**Objective 1**
Please identify every line in the listing below that contains the string "hotel", and copy each of those lines. Case counts.

Monitoring - Part 1 Services
In my last post, I ended with a look into the future at what tasks were my top prority for this website. One of these was setting up monitoring, which I will begin exploring today. So lets just jump just jump into it, starting with…
The Objective
Broadly speaking, I want know know is my website online, is it going to stay online and how well is it performing. This requires data (metrics and logs) and an interface to read, structure, alert on and interpret this data.
In the corporate world I would want to do stuff like run reports on this data to understand determine my SLI’s, compare where they’re at in relation to SLO’s and SLA’s, measure my errors against an error budget and so on. That would be a bit much for my personal website, although it would make a great blog post 😉 so I’ll probably attempt this at some point in the future anyway.
The Environment
In the welcome post I explained a little about my environment, so go check that out for more information if you want. In short, this static website we will be monitoring is located in an S3 bucket that is then served up by AWS Cloudfront.
Monitoring will be done from my personal home server located in my home network, but more of that covered below where we get to the plan.
The Plan
So here’s what I ended up deciding on.
Grafana will be our dashboard, amoung many other things. It’s an excellent open source project that’s super flexible and capable of enabling us to work with our metrics and logs in so many ways. It’s also going to manage our alerts, which I will be sending to Discord (chosen for being free and my wife already uses this platform so she can easily keep up with alerts coming from our home infrastructure).
Prometheus is going to fetch metrics for us from Node Exporter (running on my docker host) and a Prometheus Blackbox container (set up to query my site for HTTP(S). After being fetched by Prometheus these metrics will then be sent to Mirmir for storage.
Logs will be collected by Loki with some help from Promtail (to get logs from our host OS) and the Loki Docker driver plugin (to get logs from our docker containers).

**Data lines**
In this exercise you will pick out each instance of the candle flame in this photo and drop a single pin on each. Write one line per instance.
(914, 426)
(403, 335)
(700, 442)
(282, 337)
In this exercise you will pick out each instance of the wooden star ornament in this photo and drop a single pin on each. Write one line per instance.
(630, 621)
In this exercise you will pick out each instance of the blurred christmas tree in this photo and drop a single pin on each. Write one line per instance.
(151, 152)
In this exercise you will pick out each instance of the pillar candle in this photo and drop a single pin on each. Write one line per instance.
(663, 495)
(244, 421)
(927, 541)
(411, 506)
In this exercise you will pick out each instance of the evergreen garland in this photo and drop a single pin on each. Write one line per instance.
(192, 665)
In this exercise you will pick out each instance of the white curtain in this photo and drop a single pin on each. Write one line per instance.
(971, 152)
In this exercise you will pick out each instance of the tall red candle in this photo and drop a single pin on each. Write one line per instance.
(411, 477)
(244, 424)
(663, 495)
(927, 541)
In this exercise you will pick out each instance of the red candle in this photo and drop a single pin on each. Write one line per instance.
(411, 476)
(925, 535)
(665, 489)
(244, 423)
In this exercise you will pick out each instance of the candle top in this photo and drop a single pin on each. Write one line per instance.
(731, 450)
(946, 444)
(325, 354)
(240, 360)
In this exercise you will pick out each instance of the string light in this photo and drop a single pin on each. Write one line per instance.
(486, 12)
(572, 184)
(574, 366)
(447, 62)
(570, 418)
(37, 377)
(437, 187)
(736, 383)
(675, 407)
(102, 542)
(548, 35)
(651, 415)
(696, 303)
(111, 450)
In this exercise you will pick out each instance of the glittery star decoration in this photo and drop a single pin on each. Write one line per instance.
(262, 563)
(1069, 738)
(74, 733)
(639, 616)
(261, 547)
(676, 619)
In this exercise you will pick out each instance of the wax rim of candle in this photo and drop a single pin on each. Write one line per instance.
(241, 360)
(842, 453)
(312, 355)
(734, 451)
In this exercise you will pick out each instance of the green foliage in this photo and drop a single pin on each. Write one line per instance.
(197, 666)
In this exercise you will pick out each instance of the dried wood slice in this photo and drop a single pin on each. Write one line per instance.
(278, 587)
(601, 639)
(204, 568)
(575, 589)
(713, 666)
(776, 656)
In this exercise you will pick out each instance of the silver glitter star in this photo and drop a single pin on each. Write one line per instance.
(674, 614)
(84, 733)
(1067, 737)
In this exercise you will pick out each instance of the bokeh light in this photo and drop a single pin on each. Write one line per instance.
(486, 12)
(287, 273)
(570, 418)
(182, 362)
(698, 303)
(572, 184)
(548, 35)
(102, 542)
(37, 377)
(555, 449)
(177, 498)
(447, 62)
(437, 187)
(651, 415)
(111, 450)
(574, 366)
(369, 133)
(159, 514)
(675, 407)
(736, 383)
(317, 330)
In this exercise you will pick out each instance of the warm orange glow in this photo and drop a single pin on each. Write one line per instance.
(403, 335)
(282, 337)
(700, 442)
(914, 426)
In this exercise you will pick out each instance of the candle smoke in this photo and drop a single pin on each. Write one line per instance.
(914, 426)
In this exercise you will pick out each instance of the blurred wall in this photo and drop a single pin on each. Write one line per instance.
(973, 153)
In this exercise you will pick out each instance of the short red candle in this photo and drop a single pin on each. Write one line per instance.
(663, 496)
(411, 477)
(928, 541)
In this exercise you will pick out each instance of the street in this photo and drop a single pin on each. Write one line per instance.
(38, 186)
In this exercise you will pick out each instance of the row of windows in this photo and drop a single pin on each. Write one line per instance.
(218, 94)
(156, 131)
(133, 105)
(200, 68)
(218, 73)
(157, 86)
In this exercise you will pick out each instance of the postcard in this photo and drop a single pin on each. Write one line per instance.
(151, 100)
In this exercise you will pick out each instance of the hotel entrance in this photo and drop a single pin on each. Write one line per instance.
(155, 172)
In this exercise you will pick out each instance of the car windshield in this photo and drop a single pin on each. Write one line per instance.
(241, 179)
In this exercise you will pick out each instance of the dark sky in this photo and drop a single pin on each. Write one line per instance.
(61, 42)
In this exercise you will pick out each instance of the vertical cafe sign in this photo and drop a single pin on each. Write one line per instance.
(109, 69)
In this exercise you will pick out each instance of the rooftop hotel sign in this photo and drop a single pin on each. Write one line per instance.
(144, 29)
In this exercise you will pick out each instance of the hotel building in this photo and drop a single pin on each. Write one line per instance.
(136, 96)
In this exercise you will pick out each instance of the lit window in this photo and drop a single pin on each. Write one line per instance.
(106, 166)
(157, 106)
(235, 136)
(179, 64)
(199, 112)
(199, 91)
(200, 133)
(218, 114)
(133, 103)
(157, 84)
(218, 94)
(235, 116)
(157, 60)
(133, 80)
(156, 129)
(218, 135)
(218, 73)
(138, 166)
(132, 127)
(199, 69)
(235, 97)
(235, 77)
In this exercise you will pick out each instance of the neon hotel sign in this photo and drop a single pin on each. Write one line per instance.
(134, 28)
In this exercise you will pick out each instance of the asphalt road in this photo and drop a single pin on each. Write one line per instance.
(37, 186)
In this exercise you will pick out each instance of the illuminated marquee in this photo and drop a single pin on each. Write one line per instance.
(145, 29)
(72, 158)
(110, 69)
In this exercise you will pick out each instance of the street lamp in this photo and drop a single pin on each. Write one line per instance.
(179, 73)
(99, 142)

**Objective 2**
Name all the section headings in the monitoring post above.

**Expected output 1**
In this exercise you will pick out each instance of the hotel entrance in this photo and drop a single pin on each. Write one line per instance.
In this exercise you will pick out each instance of the rooftop hotel sign in this photo and drop a single pin on each. Write one line per instance.
In this exercise you will pick out each instance of the hotel building in this photo and drop a single pin on each. Write one line per instance.
In this exercise you will pick out each instance of the neon hotel sign in this photo and drop a single pin on each. Write one line per instance.

**Expected output 2**
The Objective
The Environment
The Plan